» Excerpt provided:
■ ■ ■ ■ ■

Deception with a difference
The female cuckoo adds another dimension to deception in the natural world.
Deception is essential to survival in the wild. On the one hand, all animals fall into the category of predators or in that of prey. It is hence in the interest of each one either to be concealed or to appear to be harmless,
if a predator, or unappetising or dangerous, if prey. On the other hand, animals and plants often depend on other animals for transport, fertilisation, shelter or nourishment. They hence need to provide services in return, or better, to look like a species
that provides the service.
Jenny E. York and Nicholas B. Davies, from the department of zoology, University of Cambridge, writing in the journal, Nature – ecology and evolution, describe an instance of a bird that simulates the predator of a sister species,
to throw the sister species off her guard while the bird makes use of the sister bird’s nest.
A well-documented instance of deception, or Batesian mimicry, is where species have evolved to look like other species, for protection. Caterpillars of the Heliconid butterflies of the Amazon feed on toxic leaves of the Passion
Flower plant. This makes the butterflies toxic too, which is their principal protection against predators. Batesian mimics are other species of quite edible butterflies which have evolved to look like the Heliconid, to deceive predators! Similar deception
is practiced by species of harmless snakes, to look like an unrelated, but venomous snake, to keep enemies at bay.
A recent publication is about a species of spider, which is in danger of being picked up by a brace of small predators. While there is no convenient model with the necessary protection, which the spider could hope to look like,
the spider has evolved to mimic the dynamic actions of species of ants, which do have defences of strong jaws and a poisonous sting. At the physical dimensions of spiders and ants, it is not detailed, close-up resemblance, but similarity of movements that
is more likely to cause deception. The jumping spider, which uses stealth and rapid jumps to capture prey, hence, imitates the movements of the ant, to be mistaken for one and be left alone by predators on the lookout for spiders.

■ ■ ■ ■ ■

» Given records:
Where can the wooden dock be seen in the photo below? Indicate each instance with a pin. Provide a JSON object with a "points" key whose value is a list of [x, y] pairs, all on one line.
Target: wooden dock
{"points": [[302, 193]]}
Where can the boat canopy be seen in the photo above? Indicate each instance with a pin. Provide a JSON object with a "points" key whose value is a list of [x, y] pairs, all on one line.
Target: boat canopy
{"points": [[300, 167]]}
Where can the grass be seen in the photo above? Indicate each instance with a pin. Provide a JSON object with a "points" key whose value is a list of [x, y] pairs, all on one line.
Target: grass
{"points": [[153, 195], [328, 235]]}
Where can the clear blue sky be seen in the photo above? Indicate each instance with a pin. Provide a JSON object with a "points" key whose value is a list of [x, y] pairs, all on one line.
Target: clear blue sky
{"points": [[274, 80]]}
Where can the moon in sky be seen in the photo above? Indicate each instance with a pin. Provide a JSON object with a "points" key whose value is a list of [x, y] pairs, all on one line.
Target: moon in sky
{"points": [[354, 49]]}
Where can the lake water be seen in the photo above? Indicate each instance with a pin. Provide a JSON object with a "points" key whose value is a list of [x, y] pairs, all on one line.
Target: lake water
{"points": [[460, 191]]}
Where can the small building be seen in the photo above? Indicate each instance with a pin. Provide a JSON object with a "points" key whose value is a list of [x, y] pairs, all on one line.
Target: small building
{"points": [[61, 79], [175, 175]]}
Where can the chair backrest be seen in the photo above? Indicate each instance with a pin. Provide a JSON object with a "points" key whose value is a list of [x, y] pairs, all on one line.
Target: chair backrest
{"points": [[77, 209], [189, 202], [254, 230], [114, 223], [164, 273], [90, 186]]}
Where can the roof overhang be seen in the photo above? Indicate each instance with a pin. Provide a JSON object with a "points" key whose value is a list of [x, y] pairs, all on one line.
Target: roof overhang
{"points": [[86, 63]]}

■ ■ ■ ■ ■

» Activity: Continue the article on deception in the natural world, starting right after its last sentence.

» Result of this exercise:
In the plant kingdom, too, flowers evolve to look and smell like others, to attract pollinators. Orchids are known to mimic the colours and scents of nectar bearing flowers and even to exude the scent of female insects, to lure
males to the flowers in search of a mate! Slightly apart, weeds that look like crop plants are more likely to survive.
The case of the female cuckoo, however, is different. She too relies on deception, but not to avoid predators, or even to attract helpers or sources of food. The Cuckoo mother uses deception to throw another bird off the track
while the cuckoo commits trespass and passes off her own eggs as those of the unsuspecting other.
The common cuckoo, Cuculus canorus, is a ‘brood parasite’. This means she does not lay and warm her eggs in her own nest, but lays the eggs in the nest of a host bird. The host then raises the cuckoo chicks in addition to her
own. As cuckoo chicks hatch early and have marked begging behaviour, they often monopolise the nest resources, to the cost of the host bird’s chicks.
While the cuckoo generally lays eggs in the host nest swiftly and with stealth, there are instances of the male cuckoo positively diverting the hosts from their nest. The cuckoo often removes one or more of the host bird’s
eggs while laying her own in the nest. The hosts also sometimes remove cuckoo eggs if they are able to make them out. And then, there are also instances of the cuckoo acting to destroy the hosts birds’ eggs if the host should throw out the cuckoo eggs. Raising
the cuckoo chicks in addition to their own is then a lesser price for hosts to pay than trying to keep the cuckoo eggs out.
For all this, the cuckoo cannot just march up to a host bird’s nest and lay her eggs there. The host birds would also attack and ‘mob’ cuckoos found in the vicinity of their nests. The cuckoo has hence, perforce, to be secretive
and use stealth to plant her eggs in hosts’ nests. Given the need for stealth, however, it is surprising that soon after she lays the eggs in the host’s nest, the female cuckoo often breaks out into a ‘chuckle’ call, which should draw attention to herself!
This is the feature of the female cuckoo’s behaviour that York and Davies from Cambridge made their subject of study. The duo notes that the female cuckoo’s call is not just a ‘chuckle’, but is ‘hawk-like’. The chuckle is thus
calculated to put the host birds on the alert, to watch out for the serious peril of a hawk, and ignore trifles like a female cuckoo messing about with the nest!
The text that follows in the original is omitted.